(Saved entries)
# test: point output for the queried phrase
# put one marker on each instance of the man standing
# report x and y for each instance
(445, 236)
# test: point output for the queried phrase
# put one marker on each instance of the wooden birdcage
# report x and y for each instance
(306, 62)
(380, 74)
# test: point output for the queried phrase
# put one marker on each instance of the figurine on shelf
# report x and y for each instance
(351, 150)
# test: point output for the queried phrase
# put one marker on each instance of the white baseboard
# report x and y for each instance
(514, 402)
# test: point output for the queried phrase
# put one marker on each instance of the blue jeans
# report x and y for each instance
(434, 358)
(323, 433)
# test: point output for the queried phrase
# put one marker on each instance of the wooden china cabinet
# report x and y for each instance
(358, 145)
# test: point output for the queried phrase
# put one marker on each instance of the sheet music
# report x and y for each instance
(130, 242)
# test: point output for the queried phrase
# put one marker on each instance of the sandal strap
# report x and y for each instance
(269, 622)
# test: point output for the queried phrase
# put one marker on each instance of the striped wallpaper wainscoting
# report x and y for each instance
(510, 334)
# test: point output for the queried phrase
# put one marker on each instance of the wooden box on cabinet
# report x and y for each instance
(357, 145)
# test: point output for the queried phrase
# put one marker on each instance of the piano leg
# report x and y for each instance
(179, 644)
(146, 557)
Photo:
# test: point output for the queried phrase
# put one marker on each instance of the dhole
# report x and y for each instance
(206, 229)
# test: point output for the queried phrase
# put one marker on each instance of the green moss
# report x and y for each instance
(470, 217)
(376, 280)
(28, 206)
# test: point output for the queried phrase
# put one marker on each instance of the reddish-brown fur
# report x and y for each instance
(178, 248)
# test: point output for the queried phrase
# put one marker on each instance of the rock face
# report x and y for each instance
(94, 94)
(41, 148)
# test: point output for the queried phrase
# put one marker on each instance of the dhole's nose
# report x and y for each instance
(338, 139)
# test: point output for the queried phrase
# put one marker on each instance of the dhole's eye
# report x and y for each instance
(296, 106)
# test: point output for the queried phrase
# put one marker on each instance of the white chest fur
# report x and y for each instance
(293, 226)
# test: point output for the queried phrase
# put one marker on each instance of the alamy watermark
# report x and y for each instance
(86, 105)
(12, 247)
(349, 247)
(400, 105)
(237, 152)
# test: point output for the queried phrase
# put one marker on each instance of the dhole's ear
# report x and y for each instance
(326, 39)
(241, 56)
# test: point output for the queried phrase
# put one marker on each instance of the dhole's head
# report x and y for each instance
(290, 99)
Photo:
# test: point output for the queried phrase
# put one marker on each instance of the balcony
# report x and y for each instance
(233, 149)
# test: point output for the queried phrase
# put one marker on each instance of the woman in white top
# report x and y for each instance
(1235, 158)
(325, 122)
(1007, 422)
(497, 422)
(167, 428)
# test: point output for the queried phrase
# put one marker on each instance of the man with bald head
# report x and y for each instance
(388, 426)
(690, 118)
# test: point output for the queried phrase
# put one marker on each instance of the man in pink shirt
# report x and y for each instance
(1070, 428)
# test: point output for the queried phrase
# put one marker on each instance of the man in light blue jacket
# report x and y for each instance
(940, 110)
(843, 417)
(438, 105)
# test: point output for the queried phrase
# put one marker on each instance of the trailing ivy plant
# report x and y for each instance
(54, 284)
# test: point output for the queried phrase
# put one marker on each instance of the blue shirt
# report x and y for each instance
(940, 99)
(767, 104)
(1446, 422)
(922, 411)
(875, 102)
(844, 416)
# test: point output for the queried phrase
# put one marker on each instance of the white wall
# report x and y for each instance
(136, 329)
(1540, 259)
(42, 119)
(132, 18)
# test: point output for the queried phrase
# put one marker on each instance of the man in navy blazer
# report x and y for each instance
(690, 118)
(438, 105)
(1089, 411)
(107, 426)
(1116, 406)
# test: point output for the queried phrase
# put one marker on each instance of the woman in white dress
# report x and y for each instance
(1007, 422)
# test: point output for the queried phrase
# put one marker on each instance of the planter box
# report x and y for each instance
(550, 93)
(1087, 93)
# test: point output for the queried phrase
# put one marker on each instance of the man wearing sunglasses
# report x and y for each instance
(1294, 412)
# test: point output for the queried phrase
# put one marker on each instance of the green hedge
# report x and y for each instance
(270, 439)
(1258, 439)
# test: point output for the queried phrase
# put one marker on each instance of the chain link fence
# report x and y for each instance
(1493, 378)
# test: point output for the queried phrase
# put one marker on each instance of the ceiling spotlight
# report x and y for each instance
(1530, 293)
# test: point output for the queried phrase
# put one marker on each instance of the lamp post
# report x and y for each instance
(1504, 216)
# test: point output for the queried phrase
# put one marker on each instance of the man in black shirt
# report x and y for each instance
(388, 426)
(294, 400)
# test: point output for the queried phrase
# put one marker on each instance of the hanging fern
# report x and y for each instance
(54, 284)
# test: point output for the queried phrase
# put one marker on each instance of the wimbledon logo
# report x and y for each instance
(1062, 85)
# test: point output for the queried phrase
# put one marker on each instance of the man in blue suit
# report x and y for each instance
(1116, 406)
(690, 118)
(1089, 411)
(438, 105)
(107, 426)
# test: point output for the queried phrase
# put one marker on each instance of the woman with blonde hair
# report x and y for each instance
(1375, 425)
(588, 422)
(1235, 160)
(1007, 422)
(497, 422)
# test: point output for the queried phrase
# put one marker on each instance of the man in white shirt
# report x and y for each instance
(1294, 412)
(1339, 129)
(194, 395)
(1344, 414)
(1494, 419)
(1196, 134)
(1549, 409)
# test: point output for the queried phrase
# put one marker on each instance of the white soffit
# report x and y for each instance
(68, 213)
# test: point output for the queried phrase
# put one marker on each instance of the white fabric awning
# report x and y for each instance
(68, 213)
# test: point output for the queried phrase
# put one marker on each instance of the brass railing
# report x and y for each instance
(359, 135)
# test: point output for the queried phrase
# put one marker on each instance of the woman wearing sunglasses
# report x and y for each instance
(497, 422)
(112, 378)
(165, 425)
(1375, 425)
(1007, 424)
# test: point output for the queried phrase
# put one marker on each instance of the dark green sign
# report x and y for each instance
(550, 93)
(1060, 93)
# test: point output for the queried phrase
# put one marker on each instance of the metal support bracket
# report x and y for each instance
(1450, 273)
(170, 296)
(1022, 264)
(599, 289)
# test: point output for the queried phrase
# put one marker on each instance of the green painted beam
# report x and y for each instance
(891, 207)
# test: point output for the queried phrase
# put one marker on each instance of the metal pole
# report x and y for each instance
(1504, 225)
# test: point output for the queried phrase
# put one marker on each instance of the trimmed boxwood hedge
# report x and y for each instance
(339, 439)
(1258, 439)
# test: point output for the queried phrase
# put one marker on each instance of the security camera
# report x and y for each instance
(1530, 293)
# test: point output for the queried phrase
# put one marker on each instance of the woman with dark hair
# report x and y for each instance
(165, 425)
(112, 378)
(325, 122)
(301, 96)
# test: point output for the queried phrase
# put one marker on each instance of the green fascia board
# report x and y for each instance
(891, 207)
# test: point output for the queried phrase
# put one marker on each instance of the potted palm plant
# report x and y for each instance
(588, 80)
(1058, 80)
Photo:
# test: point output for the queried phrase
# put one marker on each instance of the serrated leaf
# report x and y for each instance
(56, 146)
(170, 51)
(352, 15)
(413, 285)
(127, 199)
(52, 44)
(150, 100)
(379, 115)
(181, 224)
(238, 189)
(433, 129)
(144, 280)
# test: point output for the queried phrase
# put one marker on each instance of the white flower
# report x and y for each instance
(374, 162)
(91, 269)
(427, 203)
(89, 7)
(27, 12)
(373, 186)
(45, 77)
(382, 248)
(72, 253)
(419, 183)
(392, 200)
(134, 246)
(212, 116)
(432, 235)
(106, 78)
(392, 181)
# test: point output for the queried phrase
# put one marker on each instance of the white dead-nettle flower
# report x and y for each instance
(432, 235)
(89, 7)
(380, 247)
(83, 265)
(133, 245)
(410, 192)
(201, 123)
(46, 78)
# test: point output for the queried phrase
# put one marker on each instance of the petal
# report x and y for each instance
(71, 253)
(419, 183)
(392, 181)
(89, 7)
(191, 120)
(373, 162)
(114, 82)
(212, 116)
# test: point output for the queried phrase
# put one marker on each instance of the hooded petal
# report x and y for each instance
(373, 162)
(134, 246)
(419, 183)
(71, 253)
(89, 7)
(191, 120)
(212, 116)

→ **AIM OF THE TASK**
Restate word for word only the lines above from the line containing "# put one marker on each instance of the dark" to the line containing "# put one marker on each instance of the metal support", both of them included.

→ **SOLUTION**
# put one marker on each instance of the dark green sign
# report x and y for each instance
(550, 93)
(1060, 93)
# test: point output for the queried phrase
# put one marker on each instance of the metal support bracket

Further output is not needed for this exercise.